Recorded data
__________________________________________________

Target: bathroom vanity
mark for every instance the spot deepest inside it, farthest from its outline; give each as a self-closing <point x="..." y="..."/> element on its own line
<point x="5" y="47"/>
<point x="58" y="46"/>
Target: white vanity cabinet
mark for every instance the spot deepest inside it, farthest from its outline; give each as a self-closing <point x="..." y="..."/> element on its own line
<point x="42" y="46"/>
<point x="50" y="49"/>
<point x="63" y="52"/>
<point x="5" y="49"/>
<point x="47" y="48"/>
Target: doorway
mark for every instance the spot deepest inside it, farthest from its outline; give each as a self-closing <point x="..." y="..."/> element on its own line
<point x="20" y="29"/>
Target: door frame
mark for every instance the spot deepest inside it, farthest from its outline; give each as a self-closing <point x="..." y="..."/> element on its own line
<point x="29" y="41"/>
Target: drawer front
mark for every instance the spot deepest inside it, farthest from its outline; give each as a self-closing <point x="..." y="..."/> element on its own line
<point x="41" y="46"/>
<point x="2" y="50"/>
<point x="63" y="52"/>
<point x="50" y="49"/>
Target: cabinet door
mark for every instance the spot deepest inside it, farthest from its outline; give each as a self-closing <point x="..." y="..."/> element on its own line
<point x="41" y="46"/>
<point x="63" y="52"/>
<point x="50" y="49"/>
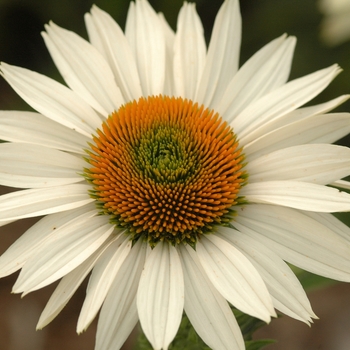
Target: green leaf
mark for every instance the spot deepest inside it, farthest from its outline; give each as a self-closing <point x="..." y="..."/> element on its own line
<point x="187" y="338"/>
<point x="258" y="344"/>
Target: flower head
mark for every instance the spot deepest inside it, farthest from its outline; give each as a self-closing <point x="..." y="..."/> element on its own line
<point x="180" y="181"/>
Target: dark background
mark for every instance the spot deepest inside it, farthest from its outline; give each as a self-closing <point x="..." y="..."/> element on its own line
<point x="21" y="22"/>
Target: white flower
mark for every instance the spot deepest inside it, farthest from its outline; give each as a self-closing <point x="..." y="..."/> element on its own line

__________________________________________________

**Assignment:** Within the entries, find all lines holding "vanity" and copy each one.

**Exercise output:**
Target: bathroom vanity
Target: white vanity cabinet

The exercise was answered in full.